# Deer Huntin' Carry



## HighCotton (Aug 10, 2010)

Looking for a handgun to carry with me while deer hunting and generally just being in the woods.

It would have to be capable of dispatching a hog if needed.

Any suggestions or advise on what I should get?  I'm not too fond of Glock-- those are ugly guns, but I'd go for about anything-- 40, 45, 9mm, 10mm, ?


----------



## DYI hunting (Aug 10, 2010)

Springfield XD and Glocks have been on my hip while hunting.  Either works wells, is polymer so not too heavy and can get beat up a little without crying over.


----------



## ATLRoach (Aug 10, 2010)

I personally carry a G29 most times but I do carry my 610 but it's much heavier and less capacity.


----------



## Booger (Aug 10, 2010)

I am carrying a Glock 23 .40. Been thinking about getting a Glock 20 10mm just for hunting though.


----------



## Richard P (Aug 10, 2010)

If you are already carrying a rifle why not simply add your favorite .22 ?


----------



## frankwright (Aug 10, 2010)

A three or four inch .357 like a S&W 66 will work quite well.


----------



## stev (Aug 10, 2010)

10 mm


----------



## greywolves63 (Aug 11, 2010)

Taurus judge might be an option 45/410 .410 for snakes and 45 for the two legged snakes


----------



## 7Mag Hunter (Aug 11, 2010)

Normally don't carry a pistol while hunting because of weight,
and overall gear issue....Fanny pack, stand, rifle, is enough to
carry into the areas I hunt....
If and when ever I do carry one it is a 45acp plus extra clip.....
'bout 5 lbs extra....


----------



## the r.o.c. (Aug 11, 2010)

##############################

Can you extract the forum thread on carrying a handgun while deer hunting and reproduce it in full, word for word? The data that follows has no connection to the thread about carrying a handgun while deer hunting.

> _Material_:
##############################

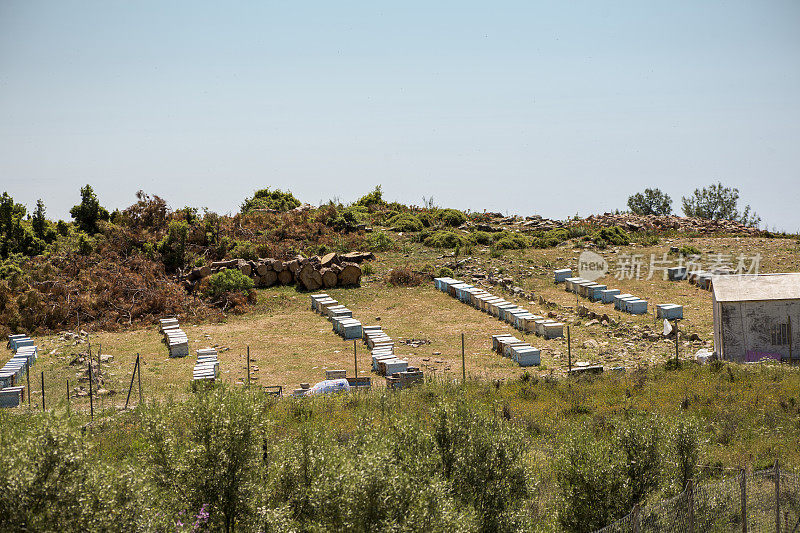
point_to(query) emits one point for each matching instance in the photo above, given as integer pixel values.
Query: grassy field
(289, 344)
(379, 460)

##############################

> _Result_:
# Deer Huntin' Carry



## HighCotton (Aug 10, 2010)

Looking for a handgun to carry with me while deer hunting and generally just being in the woods.

It would have to be capable of dispatching a hog if needed.

Any suggestions or advise on what I should get?  I'm not too fond of Glock-- those are ugly guns, but I'd go for about anything-- 40, 45, 9mm, 10mm, ?


----------



## DYI hunting (Aug 10, 2010)

Springfield XD and Glocks have been on my hip while hunting.  Either works wells, is polymer so not too heavy and can get beat up a little without crying over.


----------



## ATLRoach (Aug 10, 2010)

I personally carry a G29 most times but I do carry my 610 but it's much heavier and less capacity.


----------



## Booger (Aug 10, 2010)

I am carrying a Glock 23 .40. Been thinking about getting a Glock 20 10mm just for hunting though.


----------



## Richard P (Aug 10, 2010)

If you are already carrying a rifle why not simply add your favorite .22 ?


----------



## frankwright (Aug 10, 2010)

A three or four inch .357 like a S&W 66 will work quite well.


----------



## stev (Aug 10, 2010)

10 mm


----------



## greywolves63 (Aug 11, 2010)

Taurus judge might be an option 45/410 .410 for snakes and 45 for the two legged snakes


----------



## 7Mag Hunter (Aug 11, 2010)

Normally don't carry a pistol while hunting because of weight,
and overall gear issue....Fanny pack, stand, rifle, is enough to
carry into the areas I hunt....
If and when ever I do carry one it is a 45acp plus extra clip.....
'bout 5 lbs extra....


----------



## the r.o.c. (Aug 11, 2010)